(Records of labeled points)

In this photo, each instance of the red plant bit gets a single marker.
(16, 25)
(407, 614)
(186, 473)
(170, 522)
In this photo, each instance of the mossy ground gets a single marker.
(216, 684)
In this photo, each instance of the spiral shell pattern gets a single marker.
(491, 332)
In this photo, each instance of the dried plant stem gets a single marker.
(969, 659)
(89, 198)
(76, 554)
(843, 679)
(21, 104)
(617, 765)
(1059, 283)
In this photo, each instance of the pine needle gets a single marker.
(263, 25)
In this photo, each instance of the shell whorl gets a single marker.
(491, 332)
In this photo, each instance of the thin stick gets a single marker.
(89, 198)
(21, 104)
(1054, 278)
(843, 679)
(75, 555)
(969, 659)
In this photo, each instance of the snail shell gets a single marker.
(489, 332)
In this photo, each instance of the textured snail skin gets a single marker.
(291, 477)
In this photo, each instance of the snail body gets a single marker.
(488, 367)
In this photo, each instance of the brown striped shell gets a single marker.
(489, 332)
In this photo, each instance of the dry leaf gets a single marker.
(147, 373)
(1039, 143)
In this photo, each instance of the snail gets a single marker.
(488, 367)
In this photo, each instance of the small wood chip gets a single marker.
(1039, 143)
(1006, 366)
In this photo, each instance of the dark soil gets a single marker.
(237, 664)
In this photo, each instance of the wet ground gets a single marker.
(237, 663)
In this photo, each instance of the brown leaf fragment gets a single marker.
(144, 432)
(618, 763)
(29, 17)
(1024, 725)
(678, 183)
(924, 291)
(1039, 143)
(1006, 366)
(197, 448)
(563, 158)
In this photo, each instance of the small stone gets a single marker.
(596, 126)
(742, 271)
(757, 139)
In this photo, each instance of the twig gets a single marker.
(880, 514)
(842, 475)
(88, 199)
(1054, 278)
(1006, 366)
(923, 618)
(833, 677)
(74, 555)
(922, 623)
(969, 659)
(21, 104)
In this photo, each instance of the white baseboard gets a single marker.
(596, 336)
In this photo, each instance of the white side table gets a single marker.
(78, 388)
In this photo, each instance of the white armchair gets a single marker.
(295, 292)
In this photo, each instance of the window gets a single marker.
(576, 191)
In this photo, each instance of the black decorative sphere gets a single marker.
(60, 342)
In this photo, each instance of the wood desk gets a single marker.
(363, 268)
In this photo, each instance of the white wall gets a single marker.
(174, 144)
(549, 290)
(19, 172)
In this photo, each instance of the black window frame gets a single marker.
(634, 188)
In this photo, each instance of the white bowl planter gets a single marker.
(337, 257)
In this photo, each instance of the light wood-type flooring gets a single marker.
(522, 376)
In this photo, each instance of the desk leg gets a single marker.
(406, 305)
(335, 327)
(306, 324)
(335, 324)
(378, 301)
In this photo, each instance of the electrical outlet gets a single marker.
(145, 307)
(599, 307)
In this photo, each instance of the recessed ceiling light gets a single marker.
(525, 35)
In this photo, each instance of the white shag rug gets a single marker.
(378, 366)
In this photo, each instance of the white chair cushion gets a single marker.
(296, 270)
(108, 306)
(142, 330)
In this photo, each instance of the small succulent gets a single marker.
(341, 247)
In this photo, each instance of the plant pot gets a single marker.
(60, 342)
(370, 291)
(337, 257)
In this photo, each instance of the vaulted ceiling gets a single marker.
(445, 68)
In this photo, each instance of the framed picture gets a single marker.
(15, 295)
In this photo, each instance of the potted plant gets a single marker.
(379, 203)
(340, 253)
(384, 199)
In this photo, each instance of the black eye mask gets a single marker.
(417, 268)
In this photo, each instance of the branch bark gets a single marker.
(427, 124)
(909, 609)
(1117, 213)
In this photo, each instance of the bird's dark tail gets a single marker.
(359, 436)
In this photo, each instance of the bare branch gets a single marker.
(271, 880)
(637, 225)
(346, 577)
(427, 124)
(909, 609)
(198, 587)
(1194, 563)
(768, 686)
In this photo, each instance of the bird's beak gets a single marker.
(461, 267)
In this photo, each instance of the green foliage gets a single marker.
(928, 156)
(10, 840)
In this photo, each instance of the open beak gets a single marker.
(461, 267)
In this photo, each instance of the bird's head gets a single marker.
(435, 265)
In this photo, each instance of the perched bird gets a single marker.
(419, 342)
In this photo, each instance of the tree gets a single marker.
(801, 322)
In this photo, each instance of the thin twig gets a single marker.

_WORK REQUIRED_
Lay out every line of the records above as a numbered list, leaving out any blank lines.

_EXPECTED OUTPUT_
1. In this photo, each instance of the red plant bit gets a single marker.
2. (16, 25)
3. (407, 614)
4. (186, 473)
5. (170, 522)
6. In this photo, each instance of the mossy ground gets a single marker.
7. (216, 684)
8. In this photo, each instance of the spiral shell pattern gets a single marker.
9. (491, 332)
10. In this photo, each instance of the dried plant stem gets a single marker.
11. (969, 659)
12. (89, 198)
13. (76, 554)
14. (843, 679)
15. (21, 104)
16. (617, 765)
17. (1059, 283)
18. In this photo, each instance of the pine needle gets a single marker.
19. (263, 25)
20. In this photo, each instance of the shell whorl gets a single marker.
21. (491, 332)
22. In this photo, each instance of the thin stick gets a single marker.
23. (89, 198)
24. (21, 104)
25. (1054, 278)
26. (843, 679)
27. (75, 555)
28. (969, 659)
29. In this photo, each instance of the snail shell gets a single marker.
30. (489, 332)
31. In this photo, each instance of the textured snail skin gets a single marker.
32. (291, 477)
33. In this photo, each instance of the snail body gets a single marker.
34. (488, 367)
35. In this photo, each instance of the brown striped shell gets a single marker.
36. (489, 332)
37. In this photo, each instance of the dry leaf gets a single marker.
38. (147, 373)
39. (1039, 143)
40. In this photo, each instance of the snail gets a single marker.
41. (488, 367)
42. In this photo, each instance of the small wood chip gets a single marker.
43. (1039, 143)
44. (1006, 366)
45. In this photo, each instance of the dark soil gets a single marker.
46. (237, 664)
47. In this photo, each instance of the wet ground gets a single marker.
48. (237, 663)
49. In this photo, each instance of the brown leaf fragment gets a single marker.
50. (144, 432)
51. (618, 763)
52. (29, 17)
53. (1024, 725)
54. (678, 183)
55. (924, 291)
56. (1039, 143)
57. (1006, 366)
58. (197, 448)
59. (563, 158)
60. In this photo, each instance of the small stone gets a single marker.
61. (596, 126)
62. (742, 271)
63. (757, 139)
64. In this photo, each instance of the twig gets a single marker.
65. (880, 514)
66. (842, 475)
67. (88, 199)
68. (1054, 278)
69. (1006, 366)
70. (923, 618)
71. (833, 677)
72. (74, 555)
73. (922, 623)
74. (969, 659)
75. (21, 104)
76. In this photo, each instance of the white baseboard gets a single marker.
77. (596, 336)
78. In this photo, each instance of the white side table gets a single marker.
79. (78, 388)
80. In this photo, each instance of the white armchair gets a single marker.
81. (295, 292)
82. In this photo, each instance of the window gets a single marker.
83. (576, 191)
84. In this photo, each instance of the black decorative sphere gets a single marker.
85. (60, 342)
86. In this photo, each instance of the wood desk gets a single marker.
87. (363, 268)
88. In this photo, each instance of the white wall gets a single marker.
89. (174, 144)
90. (549, 290)
91. (19, 172)
92. In this photo, each instance of the black window frame gets a single marker.
93. (634, 188)
94. In this photo, each instance of the white bowl planter gets a single marker.
95. (337, 257)
96. In this photo, each instance of the light wood-type flooring gets a single marker.
97. (522, 376)
98. In this photo, each instance of the desk leg gets a single marker.
99. (406, 305)
100. (335, 327)
101. (306, 324)
102. (335, 324)
103. (378, 301)
104. In this photo, each instance of the electrical outlet gets a single marker.
105. (145, 307)
106. (599, 307)
107. In this photo, each instance of the recessed ceiling light gets a single marker.
108. (525, 35)
109. In this photo, each instance of the white shag rug gets a single marker.
110. (378, 366)
111. In this photo, each instance of the white chair cushion gets a single marker.
112. (296, 270)
113. (108, 306)
114. (142, 330)
115. In this photo, each instance of the small succulent gets a single marker.
116. (341, 247)
117. In this photo, each instance of the plant pot gets a single marker.
118. (60, 342)
119. (370, 291)
120. (337, 257)
121. In this photo, each instance of the vaulted ceiling gets a single marker.
122. (445, 68)
123. In this photo, each instance of the framed picture gets a single marker.
124. (15, 295)
125. In this photo, each instance of the potted plant gets a single marker.
126. (379, 203)
127. (340, 253)
128. (384, 199)
129. In this photo, each instance of the black eye mask gets a single marker.
130. (417, 268)
131. In this photo, each instance of the branch bark gets a single marker.
132. (427, 124)
133. (909, 609)
134. (1117, 213)
135. In this photo, each instance of the bird's dark tail gets a single marker.
136. (359, 436)
137. In this photo, each instance of the bare branch gets a single marker.
138. (271, 880)
139. (637, 225)
140. (346, 577)
141. (427, 124)
142. (909, 609)
143. (198, 587)
144. (1194, 563)
145. (768, 686)
146. In this photo, each instance of the bird's beak gets a single marker.
147. (461, 267)
148. In this photo, each instance of the green foliage gets a single marker.
149. (928, 156)
150. (10, 840)
151. In this photo, each instance of the open beak gets a single marker.
152. (461, 267)
153. In this photo, each instance of the bird's head gets a single marker.
154. (435, 265)
155. In this photo, each instance of the perched bird gets a single marker.
156. (419, 342)
157. In this photo, each instance of the tree gets a single marker.
158. (801, 322)
159. In this photo, each instance of the thin twig gets a single marker.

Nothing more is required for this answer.